Goal of the exercise —
Which lines run from the one containing "Would you be able to mark the banner" to the end of the listing? Copy them out exactly, leaving out the rest.

Provided records —
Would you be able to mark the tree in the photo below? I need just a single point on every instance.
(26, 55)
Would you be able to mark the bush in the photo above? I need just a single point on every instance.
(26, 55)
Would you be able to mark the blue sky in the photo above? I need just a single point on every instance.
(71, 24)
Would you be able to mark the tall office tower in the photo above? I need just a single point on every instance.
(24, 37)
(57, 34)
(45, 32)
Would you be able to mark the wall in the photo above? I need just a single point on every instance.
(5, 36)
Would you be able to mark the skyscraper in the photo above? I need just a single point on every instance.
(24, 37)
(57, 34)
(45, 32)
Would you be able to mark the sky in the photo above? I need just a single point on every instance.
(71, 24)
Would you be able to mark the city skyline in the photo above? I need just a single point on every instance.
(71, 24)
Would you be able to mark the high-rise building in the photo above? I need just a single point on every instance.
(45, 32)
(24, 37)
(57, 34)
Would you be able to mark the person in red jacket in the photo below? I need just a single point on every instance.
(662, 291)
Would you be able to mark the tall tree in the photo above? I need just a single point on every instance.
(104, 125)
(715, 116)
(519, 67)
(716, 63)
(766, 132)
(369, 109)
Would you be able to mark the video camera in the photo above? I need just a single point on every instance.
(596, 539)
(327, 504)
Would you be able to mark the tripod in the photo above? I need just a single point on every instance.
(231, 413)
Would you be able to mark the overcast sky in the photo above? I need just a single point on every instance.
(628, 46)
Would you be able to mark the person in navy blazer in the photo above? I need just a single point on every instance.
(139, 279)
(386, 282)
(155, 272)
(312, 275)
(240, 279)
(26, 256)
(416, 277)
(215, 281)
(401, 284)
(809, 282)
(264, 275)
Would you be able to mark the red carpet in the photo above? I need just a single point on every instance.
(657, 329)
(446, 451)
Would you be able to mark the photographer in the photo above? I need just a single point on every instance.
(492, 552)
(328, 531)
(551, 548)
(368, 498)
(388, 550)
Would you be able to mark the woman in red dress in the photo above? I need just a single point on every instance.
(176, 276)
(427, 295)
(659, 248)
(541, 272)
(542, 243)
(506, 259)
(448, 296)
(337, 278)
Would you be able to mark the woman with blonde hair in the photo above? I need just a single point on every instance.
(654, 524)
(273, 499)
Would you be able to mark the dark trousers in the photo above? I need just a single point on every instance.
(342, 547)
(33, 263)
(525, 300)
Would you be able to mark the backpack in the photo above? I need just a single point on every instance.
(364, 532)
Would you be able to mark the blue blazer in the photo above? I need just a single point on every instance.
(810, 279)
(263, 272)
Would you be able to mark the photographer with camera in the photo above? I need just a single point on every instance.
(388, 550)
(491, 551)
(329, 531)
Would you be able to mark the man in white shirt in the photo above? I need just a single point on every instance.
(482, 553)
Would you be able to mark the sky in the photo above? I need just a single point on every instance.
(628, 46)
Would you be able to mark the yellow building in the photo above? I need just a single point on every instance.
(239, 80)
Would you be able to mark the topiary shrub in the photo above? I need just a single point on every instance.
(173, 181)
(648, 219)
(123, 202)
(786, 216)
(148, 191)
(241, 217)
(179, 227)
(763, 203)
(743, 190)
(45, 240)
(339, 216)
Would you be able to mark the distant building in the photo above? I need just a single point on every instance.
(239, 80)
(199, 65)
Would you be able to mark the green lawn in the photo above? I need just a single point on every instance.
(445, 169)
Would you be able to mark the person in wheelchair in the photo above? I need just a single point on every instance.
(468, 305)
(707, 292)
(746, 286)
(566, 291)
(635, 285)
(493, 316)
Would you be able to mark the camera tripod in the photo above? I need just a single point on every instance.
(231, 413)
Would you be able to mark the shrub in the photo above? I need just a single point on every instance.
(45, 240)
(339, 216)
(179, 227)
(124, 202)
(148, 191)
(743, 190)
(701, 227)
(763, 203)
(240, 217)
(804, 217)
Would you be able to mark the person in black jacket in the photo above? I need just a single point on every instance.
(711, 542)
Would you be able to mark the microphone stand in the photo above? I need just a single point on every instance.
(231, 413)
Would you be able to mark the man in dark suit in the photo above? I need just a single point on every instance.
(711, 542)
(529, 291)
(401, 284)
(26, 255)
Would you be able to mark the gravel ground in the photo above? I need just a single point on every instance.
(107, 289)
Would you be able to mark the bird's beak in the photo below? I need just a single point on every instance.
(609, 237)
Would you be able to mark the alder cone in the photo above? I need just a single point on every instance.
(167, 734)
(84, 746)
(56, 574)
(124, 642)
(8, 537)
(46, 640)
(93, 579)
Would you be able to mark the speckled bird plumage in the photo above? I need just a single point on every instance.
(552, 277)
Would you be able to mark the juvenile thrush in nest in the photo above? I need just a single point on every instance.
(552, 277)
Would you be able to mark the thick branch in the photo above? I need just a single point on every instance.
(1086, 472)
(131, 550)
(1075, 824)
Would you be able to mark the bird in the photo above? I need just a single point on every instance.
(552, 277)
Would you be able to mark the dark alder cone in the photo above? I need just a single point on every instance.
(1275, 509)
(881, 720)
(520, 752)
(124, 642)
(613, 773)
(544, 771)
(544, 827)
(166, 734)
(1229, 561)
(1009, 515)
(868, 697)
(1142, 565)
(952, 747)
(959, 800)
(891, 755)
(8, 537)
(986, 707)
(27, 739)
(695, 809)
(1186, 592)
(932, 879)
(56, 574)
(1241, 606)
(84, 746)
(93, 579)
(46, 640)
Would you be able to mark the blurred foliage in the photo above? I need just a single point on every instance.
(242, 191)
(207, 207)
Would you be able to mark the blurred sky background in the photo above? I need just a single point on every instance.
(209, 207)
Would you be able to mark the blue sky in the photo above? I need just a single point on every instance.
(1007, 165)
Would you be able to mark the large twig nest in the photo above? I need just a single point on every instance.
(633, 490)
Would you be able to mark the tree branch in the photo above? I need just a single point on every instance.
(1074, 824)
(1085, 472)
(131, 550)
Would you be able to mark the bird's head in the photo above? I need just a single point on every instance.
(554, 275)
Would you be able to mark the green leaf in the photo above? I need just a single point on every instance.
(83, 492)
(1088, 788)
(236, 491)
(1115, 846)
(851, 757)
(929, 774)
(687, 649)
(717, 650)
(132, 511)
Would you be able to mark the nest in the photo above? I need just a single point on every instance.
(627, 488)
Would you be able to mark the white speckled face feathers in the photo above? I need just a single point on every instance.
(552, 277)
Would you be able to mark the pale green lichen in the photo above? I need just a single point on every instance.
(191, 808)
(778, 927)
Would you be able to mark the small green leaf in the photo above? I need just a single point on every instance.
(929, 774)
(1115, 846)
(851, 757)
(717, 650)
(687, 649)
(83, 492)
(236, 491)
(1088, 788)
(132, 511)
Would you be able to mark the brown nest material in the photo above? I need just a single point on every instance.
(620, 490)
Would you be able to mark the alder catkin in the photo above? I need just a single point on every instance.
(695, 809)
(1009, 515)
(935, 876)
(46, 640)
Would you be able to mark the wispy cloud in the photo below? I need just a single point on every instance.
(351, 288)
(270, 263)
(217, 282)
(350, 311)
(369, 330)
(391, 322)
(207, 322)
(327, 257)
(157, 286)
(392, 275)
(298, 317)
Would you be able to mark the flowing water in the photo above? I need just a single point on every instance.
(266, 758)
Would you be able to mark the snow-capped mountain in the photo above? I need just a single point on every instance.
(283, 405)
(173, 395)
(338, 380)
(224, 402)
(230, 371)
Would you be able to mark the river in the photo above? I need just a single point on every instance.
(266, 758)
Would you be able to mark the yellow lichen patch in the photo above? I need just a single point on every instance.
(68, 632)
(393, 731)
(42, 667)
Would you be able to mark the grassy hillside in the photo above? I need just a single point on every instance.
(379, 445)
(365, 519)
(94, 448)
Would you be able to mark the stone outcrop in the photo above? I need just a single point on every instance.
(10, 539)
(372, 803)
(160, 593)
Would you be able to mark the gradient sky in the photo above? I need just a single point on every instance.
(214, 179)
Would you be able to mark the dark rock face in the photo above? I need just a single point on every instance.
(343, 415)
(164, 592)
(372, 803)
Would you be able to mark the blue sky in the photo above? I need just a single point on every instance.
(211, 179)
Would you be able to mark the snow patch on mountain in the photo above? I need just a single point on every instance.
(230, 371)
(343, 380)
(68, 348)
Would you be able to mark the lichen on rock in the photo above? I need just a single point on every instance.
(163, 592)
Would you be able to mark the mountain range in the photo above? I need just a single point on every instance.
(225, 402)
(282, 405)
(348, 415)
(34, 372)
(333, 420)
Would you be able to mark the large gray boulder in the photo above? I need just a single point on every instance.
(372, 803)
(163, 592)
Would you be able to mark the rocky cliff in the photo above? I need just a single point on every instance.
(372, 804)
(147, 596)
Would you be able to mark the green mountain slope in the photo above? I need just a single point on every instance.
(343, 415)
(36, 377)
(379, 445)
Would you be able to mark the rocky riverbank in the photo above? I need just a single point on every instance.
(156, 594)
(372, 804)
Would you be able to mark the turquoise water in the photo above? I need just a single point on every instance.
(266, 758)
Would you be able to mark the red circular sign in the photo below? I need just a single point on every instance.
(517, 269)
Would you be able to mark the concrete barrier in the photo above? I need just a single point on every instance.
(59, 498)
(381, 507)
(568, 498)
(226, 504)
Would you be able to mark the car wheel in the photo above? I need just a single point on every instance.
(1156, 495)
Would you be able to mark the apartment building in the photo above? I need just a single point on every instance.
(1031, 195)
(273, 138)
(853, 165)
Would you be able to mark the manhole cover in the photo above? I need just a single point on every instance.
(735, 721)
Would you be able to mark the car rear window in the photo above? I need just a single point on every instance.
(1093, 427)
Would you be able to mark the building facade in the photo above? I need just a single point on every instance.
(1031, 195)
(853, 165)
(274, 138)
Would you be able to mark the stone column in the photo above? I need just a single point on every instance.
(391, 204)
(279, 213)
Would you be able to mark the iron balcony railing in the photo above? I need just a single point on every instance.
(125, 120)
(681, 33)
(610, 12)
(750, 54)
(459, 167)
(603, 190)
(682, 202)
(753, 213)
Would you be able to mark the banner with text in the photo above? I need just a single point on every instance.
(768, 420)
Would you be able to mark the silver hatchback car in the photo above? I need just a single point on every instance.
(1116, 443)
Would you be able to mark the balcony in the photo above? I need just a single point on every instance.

Solution below —
Would you be able to mark the banner with text in the photo above? I need just a single point on every instance.
(768, 420)
Would you be able to mark the silver hatchback car in the photo above? I need just a single point on every instance.
(1116, 443)
Would you be able to mark the balcony in the photo above? I need just a single point on every instance.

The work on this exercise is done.